= What this task involves =
Whichever lines of the entries hold the word "request" should be identified and copied.

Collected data
○ ○ ○ ○ ○

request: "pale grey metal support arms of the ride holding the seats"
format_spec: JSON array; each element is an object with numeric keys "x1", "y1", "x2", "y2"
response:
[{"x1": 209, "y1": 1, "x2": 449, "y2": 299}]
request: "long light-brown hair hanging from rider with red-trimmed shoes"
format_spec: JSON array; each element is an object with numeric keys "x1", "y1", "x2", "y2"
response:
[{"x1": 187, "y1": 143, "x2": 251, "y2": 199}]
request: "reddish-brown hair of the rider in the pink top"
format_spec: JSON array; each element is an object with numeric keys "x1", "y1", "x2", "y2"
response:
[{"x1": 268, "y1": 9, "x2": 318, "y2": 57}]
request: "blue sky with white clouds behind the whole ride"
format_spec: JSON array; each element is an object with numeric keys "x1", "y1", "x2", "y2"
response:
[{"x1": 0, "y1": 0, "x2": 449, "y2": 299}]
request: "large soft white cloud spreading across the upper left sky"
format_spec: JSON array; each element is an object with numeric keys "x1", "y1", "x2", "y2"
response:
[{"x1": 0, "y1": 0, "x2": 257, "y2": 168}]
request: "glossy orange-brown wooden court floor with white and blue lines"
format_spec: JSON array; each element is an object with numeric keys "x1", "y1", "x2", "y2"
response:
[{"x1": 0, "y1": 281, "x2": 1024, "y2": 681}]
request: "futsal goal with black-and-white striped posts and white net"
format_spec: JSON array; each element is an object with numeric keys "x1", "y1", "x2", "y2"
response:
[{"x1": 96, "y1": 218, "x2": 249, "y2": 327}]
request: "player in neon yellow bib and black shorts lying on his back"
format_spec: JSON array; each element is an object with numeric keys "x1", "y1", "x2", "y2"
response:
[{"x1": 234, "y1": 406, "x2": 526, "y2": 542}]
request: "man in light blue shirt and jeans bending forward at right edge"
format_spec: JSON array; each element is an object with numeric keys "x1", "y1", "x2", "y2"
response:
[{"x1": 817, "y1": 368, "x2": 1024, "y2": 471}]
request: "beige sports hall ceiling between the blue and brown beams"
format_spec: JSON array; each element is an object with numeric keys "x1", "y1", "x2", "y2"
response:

○ ○ ○ ○ ○

= Output for this exercise =
request: "pale grey metal support arms of the ride holding the seats"
request: "long light-brown hair hanging from rider with red-trimmed shoes"
request: "reddish-brown hair of the rider in the pink top"
request: "blue sky with white clouds behind the whole ride"
request: "large soft white cloud spreading across the upper left sky"
request: "glossy orange-brown wooden court floor with white and blue lines"
request: "futsal goal with black-and-white striped posts and white net"
request: "player in neon yellow bib and black shorts lying on his back"
request: "man in light blue shirt and jeans bending forward at right edge"
request: "beige sports hall ceiling between the blue and brown beams"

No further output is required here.